*** Opening of Extract to read ***

We show using empirical data how meta-analysis can be used to combine information from genome-wide datasets. Meta-analysis is a well-established method to synthesize results and draw conclusions from different studies for a set of related research hypotheses and it has the greater citation impact in the health sciences literature compared to other study designs 
. When performed appropriately, meta-analysis may enhance the precision of the estimates of the effects of risk alleles, leading to reduced probability of false negative results. The increased availability of information can also lead to rejection of null hypotheses at lower levels of type I error, thus reducing the false discovery rate 
. In the field of Human Genome Epidemiology, meta-analyses of gene-disease association studies to–date have addressed typically one or a few postulated associations at a time and even large-scale overviews of many meta-analyses have addressed a few dozens of associations at the most 
. Genome-wide association analyses provide an opportunity to conduct many thousands of SNP-specific meta-analyses concurrently. This may yield some interesting results that are worth pursuing further, as in our datasets. However, the multiplicity of comparisons has to be factored to avoid making exaggerated claims about the promising SNPs that emerge from such meta-analyses. The synthesis and interpretation of gene-disease associations should be cautious, especially when weak associations are considered. Misclassification, confounding (population stratification) and selective reporting may lead to spurious findings 
. Biological plausibility and other external evidence may be considered as well to interpret the results of the meta-analysis. Here, the identification of a polymorphism is a axon guidance pathway gene is intriguing, but certainly requires independent corroboration and replication before any strong claim can be made.

*** Close of Extract to read ***

#### The task:
How would the passage above on meta-analysis of genome-wide association data continue after its final sentence? Write the next part.

*** Opening of Recorded information ***

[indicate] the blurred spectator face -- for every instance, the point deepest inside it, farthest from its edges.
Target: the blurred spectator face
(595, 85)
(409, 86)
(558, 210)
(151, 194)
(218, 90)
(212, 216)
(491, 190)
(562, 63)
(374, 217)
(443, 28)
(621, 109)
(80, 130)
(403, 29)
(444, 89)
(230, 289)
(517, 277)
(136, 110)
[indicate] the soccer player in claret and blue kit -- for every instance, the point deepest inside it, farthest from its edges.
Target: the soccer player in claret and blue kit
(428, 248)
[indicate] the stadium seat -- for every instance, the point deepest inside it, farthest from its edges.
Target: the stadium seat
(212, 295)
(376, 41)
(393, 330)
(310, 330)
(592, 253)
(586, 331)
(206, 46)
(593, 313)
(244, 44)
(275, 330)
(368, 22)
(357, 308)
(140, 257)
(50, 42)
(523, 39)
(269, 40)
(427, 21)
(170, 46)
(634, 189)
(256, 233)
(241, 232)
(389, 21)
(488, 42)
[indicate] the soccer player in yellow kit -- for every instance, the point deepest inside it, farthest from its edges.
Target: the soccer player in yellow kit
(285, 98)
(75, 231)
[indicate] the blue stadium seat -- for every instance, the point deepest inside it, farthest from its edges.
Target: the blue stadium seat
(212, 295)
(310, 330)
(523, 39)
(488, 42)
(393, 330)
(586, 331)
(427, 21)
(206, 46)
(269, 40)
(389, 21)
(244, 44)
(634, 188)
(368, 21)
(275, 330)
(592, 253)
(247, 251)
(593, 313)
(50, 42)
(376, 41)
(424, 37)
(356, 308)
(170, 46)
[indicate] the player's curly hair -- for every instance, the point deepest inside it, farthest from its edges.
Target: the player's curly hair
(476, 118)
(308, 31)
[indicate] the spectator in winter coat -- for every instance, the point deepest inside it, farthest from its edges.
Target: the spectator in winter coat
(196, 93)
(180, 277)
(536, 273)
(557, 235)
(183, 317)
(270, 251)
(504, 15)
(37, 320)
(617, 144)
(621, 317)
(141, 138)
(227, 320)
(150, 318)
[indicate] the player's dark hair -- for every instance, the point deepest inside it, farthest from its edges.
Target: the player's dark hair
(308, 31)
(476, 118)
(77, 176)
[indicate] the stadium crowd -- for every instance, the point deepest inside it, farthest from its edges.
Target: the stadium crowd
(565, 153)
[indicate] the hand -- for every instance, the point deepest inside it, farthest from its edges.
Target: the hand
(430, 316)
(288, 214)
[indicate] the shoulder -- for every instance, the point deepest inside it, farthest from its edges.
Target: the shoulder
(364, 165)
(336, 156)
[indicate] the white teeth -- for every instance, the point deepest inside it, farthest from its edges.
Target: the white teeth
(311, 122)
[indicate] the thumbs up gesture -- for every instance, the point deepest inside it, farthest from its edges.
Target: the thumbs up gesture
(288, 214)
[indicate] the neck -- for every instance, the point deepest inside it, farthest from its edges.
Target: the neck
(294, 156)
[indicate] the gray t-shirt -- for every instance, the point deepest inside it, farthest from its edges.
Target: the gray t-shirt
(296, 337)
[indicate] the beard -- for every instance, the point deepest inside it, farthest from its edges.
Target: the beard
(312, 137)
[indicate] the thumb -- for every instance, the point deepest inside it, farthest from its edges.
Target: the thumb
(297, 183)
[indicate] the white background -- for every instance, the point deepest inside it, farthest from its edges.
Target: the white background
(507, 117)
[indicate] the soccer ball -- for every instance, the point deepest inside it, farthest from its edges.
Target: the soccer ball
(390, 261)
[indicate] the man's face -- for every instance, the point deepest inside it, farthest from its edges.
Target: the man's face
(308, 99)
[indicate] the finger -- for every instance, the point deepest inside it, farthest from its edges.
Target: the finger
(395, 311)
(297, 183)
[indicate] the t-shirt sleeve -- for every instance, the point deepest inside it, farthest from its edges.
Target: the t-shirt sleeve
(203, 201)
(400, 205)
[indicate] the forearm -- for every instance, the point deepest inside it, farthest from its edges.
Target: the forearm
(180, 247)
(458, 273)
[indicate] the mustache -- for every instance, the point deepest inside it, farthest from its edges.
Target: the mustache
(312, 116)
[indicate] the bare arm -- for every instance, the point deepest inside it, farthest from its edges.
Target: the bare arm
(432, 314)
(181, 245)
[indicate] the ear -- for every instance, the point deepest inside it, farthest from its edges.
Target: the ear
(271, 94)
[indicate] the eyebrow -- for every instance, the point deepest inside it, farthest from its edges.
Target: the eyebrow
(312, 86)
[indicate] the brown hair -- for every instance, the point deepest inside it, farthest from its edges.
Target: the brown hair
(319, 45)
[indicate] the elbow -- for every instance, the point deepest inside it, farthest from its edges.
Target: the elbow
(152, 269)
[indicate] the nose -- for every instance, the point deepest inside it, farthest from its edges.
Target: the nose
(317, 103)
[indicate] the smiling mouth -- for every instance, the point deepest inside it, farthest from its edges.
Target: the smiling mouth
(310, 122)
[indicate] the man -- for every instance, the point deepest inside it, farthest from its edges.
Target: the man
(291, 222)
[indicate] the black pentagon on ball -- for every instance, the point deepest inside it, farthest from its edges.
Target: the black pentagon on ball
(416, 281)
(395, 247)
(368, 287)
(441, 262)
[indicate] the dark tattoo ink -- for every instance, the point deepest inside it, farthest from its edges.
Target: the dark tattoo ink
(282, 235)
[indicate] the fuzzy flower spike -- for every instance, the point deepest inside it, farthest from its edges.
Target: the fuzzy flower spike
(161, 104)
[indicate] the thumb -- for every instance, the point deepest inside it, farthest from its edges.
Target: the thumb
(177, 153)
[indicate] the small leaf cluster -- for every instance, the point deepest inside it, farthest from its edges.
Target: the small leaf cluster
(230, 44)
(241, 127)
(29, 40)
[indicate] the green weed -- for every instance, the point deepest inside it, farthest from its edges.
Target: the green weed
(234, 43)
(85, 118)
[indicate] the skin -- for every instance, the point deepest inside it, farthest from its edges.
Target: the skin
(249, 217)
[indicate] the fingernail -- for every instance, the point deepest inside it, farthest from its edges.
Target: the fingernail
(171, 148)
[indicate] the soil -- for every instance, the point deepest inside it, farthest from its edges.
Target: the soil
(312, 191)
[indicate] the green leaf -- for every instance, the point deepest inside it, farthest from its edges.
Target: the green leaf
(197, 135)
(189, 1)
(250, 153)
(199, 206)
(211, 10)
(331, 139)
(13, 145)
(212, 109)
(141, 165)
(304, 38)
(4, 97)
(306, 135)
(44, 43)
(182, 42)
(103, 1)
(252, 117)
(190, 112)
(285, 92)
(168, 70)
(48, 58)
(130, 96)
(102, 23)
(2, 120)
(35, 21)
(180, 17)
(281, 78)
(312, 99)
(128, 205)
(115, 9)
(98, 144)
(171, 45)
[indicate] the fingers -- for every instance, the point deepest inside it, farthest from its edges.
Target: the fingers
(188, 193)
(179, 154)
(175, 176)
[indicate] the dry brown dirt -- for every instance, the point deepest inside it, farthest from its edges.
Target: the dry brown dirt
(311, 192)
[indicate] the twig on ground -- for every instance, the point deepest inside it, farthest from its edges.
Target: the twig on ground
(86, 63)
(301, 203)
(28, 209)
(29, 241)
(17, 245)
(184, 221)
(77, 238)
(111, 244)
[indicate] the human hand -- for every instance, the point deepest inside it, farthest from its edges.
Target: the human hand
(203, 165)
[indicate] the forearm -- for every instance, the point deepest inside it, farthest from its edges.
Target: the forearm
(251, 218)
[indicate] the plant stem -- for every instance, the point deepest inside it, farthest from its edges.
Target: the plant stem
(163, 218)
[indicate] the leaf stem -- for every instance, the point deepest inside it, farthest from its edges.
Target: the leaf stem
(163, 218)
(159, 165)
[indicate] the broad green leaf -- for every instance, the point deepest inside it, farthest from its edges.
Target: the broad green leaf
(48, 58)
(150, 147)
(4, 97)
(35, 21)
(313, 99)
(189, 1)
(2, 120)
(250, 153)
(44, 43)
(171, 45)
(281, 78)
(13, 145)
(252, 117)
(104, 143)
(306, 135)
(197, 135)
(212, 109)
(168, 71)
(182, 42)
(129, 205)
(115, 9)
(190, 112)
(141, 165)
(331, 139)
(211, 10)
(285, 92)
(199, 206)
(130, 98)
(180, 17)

*** Close of Recorded information ***

#### Response for this exercise:
Our empirical evaluation also revealed several issues that need to be considered in future efforts. First, when different genotyping platforms are used, as in our datasets, the overlap of genetic markers may be suboptimal. The Mayo and NINDS platforms had only modest overlap (only approximately 16% of the Mayo tier 1 dataset SNPs also had data in the NINDS dataset). This is expected to result in large loss of genomic coverage, even if the coverage of each platform is very good 
. One may consider also juxtaposing and combining data from SNPs that are in very strong linkage disequilibrium or may even consider genic approaches to the data 
Second, meta-analyses may lead to spurious or heterogeneous results if the definitions of disease phenotypes and controls are different across the combined datasets. For Parkinson disease, for example, there are many different accepted clinical definitions, but hopefully they do not lead to major discrepancies in diagnosis. Population stratification may also lead to spurious or heterogeneous results in a meta-analysis, if some of the combined studies are affected. In our application, population stratification had been more thoroughly addressed in the Mayo data (family-based designs and genomic controls) than in the NINDS dataset.
Third, given the vast number of analyses performed, the threshold for claiming formal statistical significance needs careful consideration. We have used conservative adjustments, but these may be warranted so as to minimize undue emphasis on potentially false-positive results. Nevertheless, a number of genetic variants identified with either of the three strategies as potentially important with unadjusted p-values may warrant further consideration and replication efforts. This may be particularly enticing for the variants proposed with 2 different strategies or even all 3 strategies.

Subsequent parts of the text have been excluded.